• _Goal_
How many lines in the data below contain the string "horizon"? Reply with the number alone.

#### Entries provided ####

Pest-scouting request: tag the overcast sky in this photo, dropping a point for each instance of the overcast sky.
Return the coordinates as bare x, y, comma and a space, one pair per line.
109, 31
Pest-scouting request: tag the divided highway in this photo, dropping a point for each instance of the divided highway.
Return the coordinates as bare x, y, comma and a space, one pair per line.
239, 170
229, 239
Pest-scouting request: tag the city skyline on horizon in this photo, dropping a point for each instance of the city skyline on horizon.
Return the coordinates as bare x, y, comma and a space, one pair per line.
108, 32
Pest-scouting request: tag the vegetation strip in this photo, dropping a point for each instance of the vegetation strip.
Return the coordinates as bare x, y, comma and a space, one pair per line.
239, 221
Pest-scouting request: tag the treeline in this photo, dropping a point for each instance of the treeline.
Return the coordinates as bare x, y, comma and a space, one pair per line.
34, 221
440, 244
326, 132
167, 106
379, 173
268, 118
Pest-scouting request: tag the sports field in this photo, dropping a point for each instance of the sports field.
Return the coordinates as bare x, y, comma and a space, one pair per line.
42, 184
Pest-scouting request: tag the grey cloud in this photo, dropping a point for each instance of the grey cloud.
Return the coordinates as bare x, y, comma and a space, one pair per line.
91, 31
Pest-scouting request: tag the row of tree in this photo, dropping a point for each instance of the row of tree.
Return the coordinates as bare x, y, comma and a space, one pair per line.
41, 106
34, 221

####
#### Entries provided ####

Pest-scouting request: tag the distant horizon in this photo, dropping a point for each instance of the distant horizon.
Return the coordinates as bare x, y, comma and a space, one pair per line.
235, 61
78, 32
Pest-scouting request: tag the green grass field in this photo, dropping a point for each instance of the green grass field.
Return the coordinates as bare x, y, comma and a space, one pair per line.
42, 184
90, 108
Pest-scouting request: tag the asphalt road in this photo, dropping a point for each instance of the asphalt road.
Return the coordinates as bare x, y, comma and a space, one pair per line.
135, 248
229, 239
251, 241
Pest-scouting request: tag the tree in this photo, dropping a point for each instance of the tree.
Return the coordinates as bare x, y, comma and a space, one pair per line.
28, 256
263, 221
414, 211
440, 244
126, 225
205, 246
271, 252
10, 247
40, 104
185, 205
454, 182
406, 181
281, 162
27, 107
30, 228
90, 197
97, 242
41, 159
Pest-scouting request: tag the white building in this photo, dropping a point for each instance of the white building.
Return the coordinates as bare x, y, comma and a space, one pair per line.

####
#### Entries provided ####

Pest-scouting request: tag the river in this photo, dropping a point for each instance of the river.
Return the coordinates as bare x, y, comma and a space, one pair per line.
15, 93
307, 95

####

• _Exercise result_
2